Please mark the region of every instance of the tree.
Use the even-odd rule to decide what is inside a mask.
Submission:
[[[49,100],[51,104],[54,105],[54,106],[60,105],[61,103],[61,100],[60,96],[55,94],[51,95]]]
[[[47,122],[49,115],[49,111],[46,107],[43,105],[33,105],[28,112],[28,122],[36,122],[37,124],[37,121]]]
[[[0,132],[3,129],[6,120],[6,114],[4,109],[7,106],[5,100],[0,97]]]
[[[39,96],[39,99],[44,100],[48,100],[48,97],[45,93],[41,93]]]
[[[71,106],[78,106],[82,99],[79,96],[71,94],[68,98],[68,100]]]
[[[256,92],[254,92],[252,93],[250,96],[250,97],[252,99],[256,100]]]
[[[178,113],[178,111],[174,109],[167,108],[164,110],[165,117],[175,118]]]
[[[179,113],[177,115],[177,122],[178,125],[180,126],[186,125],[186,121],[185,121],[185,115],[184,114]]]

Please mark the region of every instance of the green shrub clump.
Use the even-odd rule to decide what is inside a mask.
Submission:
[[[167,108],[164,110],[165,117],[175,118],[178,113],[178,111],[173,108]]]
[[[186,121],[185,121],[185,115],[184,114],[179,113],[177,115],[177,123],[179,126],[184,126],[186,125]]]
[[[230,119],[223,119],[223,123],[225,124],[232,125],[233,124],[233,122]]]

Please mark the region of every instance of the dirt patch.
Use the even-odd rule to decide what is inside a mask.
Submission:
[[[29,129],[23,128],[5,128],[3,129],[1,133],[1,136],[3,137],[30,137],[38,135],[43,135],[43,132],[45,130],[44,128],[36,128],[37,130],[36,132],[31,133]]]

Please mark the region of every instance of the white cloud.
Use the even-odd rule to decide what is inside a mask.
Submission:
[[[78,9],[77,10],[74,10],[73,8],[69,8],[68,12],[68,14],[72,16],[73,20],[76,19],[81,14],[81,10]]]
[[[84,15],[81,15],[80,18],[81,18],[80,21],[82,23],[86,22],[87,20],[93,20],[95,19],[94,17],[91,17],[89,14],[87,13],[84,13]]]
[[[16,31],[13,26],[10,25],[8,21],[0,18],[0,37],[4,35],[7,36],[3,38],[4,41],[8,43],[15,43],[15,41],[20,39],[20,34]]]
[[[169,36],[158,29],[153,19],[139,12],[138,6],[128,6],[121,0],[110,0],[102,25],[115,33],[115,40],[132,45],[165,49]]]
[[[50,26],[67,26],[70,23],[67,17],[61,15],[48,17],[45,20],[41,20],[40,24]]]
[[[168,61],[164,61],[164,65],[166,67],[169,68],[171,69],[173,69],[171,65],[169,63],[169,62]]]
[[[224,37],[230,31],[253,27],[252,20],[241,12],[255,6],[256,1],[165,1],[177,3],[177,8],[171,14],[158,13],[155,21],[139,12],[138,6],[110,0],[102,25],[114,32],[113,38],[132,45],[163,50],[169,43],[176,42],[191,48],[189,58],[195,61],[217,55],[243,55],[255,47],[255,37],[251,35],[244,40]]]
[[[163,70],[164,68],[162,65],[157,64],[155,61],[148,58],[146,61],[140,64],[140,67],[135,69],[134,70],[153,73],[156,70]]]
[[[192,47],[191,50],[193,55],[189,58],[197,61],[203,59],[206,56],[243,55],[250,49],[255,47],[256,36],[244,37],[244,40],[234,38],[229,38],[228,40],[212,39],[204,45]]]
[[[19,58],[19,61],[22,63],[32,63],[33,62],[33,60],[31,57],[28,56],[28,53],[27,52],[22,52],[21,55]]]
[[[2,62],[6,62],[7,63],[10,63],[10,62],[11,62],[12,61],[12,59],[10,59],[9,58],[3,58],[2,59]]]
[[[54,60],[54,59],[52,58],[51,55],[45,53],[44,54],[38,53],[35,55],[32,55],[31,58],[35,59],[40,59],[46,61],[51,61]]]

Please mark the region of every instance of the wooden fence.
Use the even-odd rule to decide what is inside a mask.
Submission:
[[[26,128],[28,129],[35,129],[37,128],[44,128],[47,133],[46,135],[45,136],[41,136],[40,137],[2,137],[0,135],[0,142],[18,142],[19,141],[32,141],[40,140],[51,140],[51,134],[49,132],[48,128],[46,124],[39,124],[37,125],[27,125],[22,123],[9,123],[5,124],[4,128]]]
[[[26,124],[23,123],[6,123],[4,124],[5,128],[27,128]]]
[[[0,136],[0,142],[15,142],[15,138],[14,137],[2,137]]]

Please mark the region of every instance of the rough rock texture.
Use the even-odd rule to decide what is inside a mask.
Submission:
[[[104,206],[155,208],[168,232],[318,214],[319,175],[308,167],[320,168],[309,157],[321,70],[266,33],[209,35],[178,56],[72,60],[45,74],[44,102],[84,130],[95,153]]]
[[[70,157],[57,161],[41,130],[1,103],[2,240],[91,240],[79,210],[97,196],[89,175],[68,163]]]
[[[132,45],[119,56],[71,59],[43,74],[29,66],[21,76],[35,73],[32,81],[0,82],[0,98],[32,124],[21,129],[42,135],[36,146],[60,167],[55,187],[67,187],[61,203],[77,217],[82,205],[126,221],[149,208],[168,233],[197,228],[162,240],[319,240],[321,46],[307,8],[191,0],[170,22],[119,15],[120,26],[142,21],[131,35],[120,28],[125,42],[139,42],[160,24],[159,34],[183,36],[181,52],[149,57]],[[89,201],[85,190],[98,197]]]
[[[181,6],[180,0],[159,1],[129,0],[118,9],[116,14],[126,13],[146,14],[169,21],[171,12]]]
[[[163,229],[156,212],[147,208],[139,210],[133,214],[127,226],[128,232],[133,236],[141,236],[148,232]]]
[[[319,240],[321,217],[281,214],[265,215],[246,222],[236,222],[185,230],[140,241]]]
* * * * * * *
Return each line of the listing above that contains the word "mark".

▶ **Task solution**
Please mark the region of every instance of the tree.
Please mark the region of every instance of the green shrub clump.
Please mark the region of every instance of the dirt patch.
Please mark the region of every instance of the white cloud.
Please mark the region of every instance of the wooden fence.
Please mark the region of every instance of the rough rock texture.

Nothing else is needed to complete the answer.